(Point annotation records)
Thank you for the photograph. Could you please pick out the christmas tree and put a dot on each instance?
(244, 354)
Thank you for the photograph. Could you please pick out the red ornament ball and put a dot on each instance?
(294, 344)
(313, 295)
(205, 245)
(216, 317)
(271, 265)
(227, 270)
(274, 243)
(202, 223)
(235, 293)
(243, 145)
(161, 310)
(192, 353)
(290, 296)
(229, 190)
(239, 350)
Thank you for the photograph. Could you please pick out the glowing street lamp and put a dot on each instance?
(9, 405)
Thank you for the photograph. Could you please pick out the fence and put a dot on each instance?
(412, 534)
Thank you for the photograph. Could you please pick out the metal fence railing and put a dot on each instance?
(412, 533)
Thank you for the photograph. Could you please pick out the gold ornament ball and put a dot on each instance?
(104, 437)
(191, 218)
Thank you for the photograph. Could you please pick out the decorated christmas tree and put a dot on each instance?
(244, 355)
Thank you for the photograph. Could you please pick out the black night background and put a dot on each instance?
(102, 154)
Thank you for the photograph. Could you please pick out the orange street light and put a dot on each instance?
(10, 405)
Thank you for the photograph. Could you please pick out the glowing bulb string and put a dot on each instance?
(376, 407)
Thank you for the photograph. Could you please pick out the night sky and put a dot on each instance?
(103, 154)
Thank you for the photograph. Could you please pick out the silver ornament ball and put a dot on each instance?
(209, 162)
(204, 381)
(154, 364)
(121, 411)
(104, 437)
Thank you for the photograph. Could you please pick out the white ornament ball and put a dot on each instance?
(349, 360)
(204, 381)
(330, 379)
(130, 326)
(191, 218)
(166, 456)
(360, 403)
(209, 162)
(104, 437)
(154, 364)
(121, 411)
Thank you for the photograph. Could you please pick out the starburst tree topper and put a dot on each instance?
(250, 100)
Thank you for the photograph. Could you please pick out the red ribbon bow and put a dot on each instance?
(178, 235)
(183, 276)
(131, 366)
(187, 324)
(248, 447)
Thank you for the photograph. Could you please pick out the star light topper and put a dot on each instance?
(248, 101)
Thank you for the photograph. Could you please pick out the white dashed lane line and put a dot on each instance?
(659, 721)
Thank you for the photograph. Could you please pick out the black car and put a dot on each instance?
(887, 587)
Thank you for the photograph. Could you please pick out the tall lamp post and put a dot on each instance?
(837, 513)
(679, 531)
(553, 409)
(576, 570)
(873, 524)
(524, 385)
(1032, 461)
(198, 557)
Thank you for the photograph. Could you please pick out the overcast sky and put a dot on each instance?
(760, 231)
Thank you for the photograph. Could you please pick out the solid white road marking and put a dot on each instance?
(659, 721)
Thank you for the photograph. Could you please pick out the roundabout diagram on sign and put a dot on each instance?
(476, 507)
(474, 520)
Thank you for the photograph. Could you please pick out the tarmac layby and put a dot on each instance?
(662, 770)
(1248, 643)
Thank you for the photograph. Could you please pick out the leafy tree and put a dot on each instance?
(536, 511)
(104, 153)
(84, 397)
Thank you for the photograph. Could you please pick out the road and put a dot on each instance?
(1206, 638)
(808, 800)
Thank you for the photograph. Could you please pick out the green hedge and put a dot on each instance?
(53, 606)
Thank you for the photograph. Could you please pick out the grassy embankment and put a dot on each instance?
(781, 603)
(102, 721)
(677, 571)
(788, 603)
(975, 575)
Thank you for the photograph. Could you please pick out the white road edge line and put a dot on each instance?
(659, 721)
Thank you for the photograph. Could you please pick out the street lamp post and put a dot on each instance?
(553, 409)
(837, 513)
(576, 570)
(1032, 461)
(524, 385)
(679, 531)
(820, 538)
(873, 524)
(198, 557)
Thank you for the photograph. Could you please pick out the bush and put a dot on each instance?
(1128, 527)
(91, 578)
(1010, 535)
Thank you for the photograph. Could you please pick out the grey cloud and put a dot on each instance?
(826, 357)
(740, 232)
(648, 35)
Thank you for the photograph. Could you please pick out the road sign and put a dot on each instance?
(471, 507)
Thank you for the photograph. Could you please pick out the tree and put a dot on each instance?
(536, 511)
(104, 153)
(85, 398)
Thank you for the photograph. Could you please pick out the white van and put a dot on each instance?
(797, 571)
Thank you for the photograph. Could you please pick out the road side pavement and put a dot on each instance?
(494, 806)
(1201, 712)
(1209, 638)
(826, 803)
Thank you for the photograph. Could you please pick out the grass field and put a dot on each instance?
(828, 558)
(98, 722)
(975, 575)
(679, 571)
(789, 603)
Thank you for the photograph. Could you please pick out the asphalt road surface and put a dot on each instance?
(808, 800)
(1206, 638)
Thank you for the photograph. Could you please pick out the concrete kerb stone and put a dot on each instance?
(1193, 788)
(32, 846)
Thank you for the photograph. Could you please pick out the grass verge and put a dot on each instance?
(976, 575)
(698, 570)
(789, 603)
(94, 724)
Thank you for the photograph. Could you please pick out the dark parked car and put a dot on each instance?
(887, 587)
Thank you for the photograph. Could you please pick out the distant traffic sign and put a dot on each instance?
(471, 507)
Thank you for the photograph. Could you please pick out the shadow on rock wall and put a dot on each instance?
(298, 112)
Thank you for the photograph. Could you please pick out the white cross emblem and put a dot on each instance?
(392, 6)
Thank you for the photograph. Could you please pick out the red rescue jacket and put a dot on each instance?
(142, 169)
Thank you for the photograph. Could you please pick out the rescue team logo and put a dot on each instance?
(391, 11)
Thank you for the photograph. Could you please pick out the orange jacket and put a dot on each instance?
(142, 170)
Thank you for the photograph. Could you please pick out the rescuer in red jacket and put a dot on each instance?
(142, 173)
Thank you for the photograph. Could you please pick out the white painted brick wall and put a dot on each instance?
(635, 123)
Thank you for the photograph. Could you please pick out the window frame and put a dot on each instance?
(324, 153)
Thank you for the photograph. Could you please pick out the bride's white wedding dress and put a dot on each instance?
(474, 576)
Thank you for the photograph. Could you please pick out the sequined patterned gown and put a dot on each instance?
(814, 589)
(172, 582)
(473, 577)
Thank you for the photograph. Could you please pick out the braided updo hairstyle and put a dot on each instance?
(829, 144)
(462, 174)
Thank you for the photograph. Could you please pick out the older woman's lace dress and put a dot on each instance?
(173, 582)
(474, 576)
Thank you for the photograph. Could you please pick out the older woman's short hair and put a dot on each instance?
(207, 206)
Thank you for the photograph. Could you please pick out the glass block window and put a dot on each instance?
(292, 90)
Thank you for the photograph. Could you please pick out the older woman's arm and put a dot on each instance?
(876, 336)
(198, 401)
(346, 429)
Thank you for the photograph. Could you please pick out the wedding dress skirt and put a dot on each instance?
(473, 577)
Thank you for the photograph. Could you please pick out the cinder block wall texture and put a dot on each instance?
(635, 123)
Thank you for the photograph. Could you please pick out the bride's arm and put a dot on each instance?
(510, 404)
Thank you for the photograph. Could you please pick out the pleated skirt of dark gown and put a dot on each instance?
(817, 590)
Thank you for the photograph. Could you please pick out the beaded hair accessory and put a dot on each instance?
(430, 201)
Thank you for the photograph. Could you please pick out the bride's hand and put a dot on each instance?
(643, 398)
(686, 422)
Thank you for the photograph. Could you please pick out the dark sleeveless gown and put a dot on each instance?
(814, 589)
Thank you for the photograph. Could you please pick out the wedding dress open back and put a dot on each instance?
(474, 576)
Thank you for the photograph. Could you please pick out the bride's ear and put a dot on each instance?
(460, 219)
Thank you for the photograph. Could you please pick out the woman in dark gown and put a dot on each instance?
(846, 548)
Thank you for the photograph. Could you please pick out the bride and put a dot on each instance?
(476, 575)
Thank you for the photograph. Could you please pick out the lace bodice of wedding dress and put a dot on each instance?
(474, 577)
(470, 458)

» Written task
All records above must be set down exactly, please.

» Solution
Thank you for the photograph. Could you please pick out the christmas tree and put a dot on each instance?
(244, 354)
Thank you for the photograph. Could you please pick out the red ornament ball and put a dot on each instance?
(294, 344)
(313, 295)
(205, 245)
(216, 317)
(271, 265)
(227, 270)
(274, 243)
(202, 223)
(235, 293)
(243, 145)
(161, 310)
(192, 353)
(290, 296)
(229, 190)
(239, 350)
Thank you for the photograph. Could you please pick out the glowing street lamp and put a dot on each instance?
(9, 405)
Thank you for the photograph. Could you please pick out the fence and put a dot on each instance?
(412, 534)
Thank you for the photograph. Could you please pick out the metal fence railing and put a dot on each instance?
(412, 533)
Thank you for the photograph. Could you please pick out the gold ornament ball and put a dot on each instance?
(104, 437)
(191, 218)
Thank you for the photograph. Could you please pick out the decorated christmas tree and put a dot on each instance?
(244, 355)
Thank you for the photograph. Could you please pick out the black night background and put a dot on each instance?
(102, 154)
Thank you for the photograph. Could you please pick out the orange street light and put a dot on each instance?
(10, 405)
Thank you for the photograph. Could you please pick out the glowing bulb string and put a dot on each instance?
(376, 407)
Thank you for the photograph. Could you please pick out the night sky and put a dot on each instance?
(103, 154)
Thank you for the photograph. Could you please pick out the silver ornament ball and put a dot on each instance?
(209, 162)
(204, 381)
(154, 364)
(121, 411)
(104, 437)
Thank you for the photograph. Could you please pick out the white ornament ball and put a dot on each instance?
(349, 360)
(204, 381)
(330, 379)
(130, 326)
(191, 218)
(166, 456)
(360, 403)
(209, 162)
(104, 437)
(154, 364)
(121, 411)
Thank you for the photograph. Could you please pick out the starburst tree topper and put a dot on each instance?
(250, 100)
Thank you for the photograph. Could you please pick out the red ribbon bow and put a dot on each instance?
(178, 235)
(183, 276)
(131, 366)
(187, 324)
(248, 447)
Thank you for the photograph. Could you please pick out the star light topper and put a dot on each instance?
(248, 101)
Thank you for the photograph. Could you please pick out the white dashed lane line and put a dot on each instance?
(659, 721)
Thank you for the photograph. Could you please pick out the black car and put a dot on each instance?
(887, 587)
Thank you for the photograph. Could you please pick out the tall lamp post and put a dot on each instance?
(837, 513)
(679, 531)
(553, 409)
(576, 570)
(873, 524)
(524, 385)
(1032, 461)
(198, 557)
Thank you for the photograph. Could you please pick out the overcast sky and put a dot on each instance?
(760, 231)
Thank you for the photograph. Could you please pick out the solid white road marking and put a dot on each instance?
(659, 721)
Thank you for the photograph. Could you please pick out the roundabout diagram on sign and put a dot on each instance?
(476, 507)
(474, 520)
Thank you for the photograph. Could you please pick out the tarmac layby and put a dot on each instance?
(662, 770)
(1248, 643)
Thank you for the photograph. Could you please pick out the leafy tree and put a dot on each instance?
(536, 511)
(104, 153)
(84, 397)
Thank you for the photograph. Could you please pick out the road and put a dot on each instance?
(1206, 638)
(808, 800)
Thank you for the photograph. Could you please pick out the green hedge and put a dot on each instance?
(53, 606)
Thank you for the photograph. Could you please pick out the grassy embankment and put a dot on each instance?
(781, 603)
(102, 721)
(677, 571)
(788, 603)
(975, 575)
Thank you for the photograph. Could you please pick out the white road edge line and put a dot on each instance?
(659, 721)
Thank you for the photograph. Could you please pick out the street lamp post and put a dot on each instance?
(553, 409)
(837, 513)
(576, 570)
(1032, 461)
(524, 385)
(679, 531)
(820, 538)
(873, 524)
(198, 557)
Thank you for the photograph. Could you please pick out the bush and put a dot on each instance?
(1128, 527)
(91, 578)
(1010, 535)
Thank you for the photograph. Could you please pick out the grey cloud and put a dot on each instance?
(826, 357)
(740, 232)
(648, 35)
Thank you for the photograph. Could you please pick out the road sign and put a dot on each instance?
(471, 507)
Thank you for the photograph. Could you please pick out the tree and put a dot on each instance?
(536, 511)
(104, 153)
(85, 398)
Thank you for the photograph. Could you please pick out the white van and put a dot on each instance?
(797, 571)
Thank you for the photograph. Could you please pick out the road side pavement and put a dot on each instance?
(494, 806)
(1201, 712)
(1209, 638)
(826, 803)
Thank you for the photograph. Could you please pick out the grass field and put a dot on each instance?
(828, 558)
(98, 722)
(975, 575)
(679, 571)
(789, 603)
Thank you for the photograph. Could you please pick out the asphalt road surface and put a dot on each instance?
(808, 800)
(1206, 638)
Thank you for the photograph. Could you please pick out the concrete kerb stone and put a dot on each instance?
(1193, 788)
(32, 846)
Thank you for the photograph. Could you please pick out the grass verge and put a dot on each instance?
(976, 575)
(698, 570)
(789, 603)
(94, 724)
Thank you for the photograph. Could you please pick out the dark parked car and put a dot on each instance?
(887, 587)
Thank you for the photograph. Could you please pick out the distant traffic sign and put a dot on each instance?
(471, 507)
Thank you for the photograph. Could you please pick out the shadow on rock wall and put a dot on each instance?
(298, 112)
Thank you for the photograph. Could you please pick out the white cross emblem and put a dot on each instance?
(392, 6)
Thank you for the photograph. Could you please pick out the red rescue jacket and put a dot on each instance?
(142, 169)
Thank you for the photograph. Could you please pick out the rescue team logo and put a dot on each instance?
(391, 11)
Thank you for the photograph. Could you please pick out the orange jacket and put a dot on each instance?
(142, 170)
Thank you for the photograph. Could you please pick out the rescuer in red jacket and put a dot on each instance?
(142, 173)
Thank you for the photograph. Could you please pick out the white painted brick wall and put a dot on each instance?
(635, 123)
Thank you for the photograph. Could you please pick out the window frame and put a dot on each instance?
(324, 153)
Thank you for the photograph. Could you please pick out the bride's white wedding dress and put a dot on each instance?
(474, 576)
Thank you for the photograph. Could you please pick out the sequined patterned gown and put a dot on each instance?
(814, 589)
(172, 582)
(473, 577)
Thank you for the photograph. Could you please pick out the braided updo hairstyle and put a dot on each instance?
(829, 144)
(462, 174)
Thank you for the photograph. Could you please pick out the older woman's lace dress and put a dot on each instance?
(173, 582)
(474, 576)
Thank you for the photograph. Could you please pick out the older woman's short hair and put a dot on each instance?
(207, 206)
Thank you for the photograph. Could you please pick out the glass block window and put a dot on each instance?
(292, 90)
Thank you for the photograph. Could you please pick out the older woman's arm and put a dot on each instance?
(876, 336)
(198, 401)
(346, 429)
Thank you for the photograph. Could you please pick out the wedding dress skirt and put a dot on each instance?
(473, 577)
Thank you for the photograph. Could you please pick out the cinder block wall texture and put a dot on each instance?
(635, 123)
Thank you for the photograph. Could you please pick out the bride's arm and put a dot on each instance?
(510, 404)
Thank you for the photograph. Could you please pick out the pleated skirt of dark gown and put a dot on each instance?
(817, 590)
Thank you for the photograph. Could you please pick out the beaded hair accessory and put a dot on each instance?
(430, 201)
Thank you for the photograph. Could you please pick out the bride's hand and put a dot on each instance?
(643, 398)
(686, 422)
Thank you for the photograph. Could you please pick out the dark sleeveless gown and put a dot on each instance?
(814, 589)
Thank you for the photograph. Could you please pick out the wedding dress open back and put a dot on each instance?
(474, 576)
Thank you for the photograph. Could you please pick out the bride's ear and put a dot on each instance?
(460, 219)
Thank you for the photograph. Could you please pick out the woman in dark gown and put a dot on each instance?
(846, 548)
Thank you for the photograph. Could you please pick out the bride and put a dot on each instance?
(476, 575)
Thank you for the photograph. Could you please pick out the lace bodice of wedding dress and put a dot on each instance?
(474, 577)
(470, 458)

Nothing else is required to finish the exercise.